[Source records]
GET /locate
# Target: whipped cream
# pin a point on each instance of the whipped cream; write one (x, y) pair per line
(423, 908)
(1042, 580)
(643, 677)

**TO DO**
Write out the data again, switching every "whipped cream" to "whipped topping" and leaving everything else unchanged.

**THE OUTPUT**
GET /locate
# Target: whipped topping
# pin a point on each instance of the whipped topping; write one (x, y) pair per line
(423, 908)
(1042, 580)
(643, 677)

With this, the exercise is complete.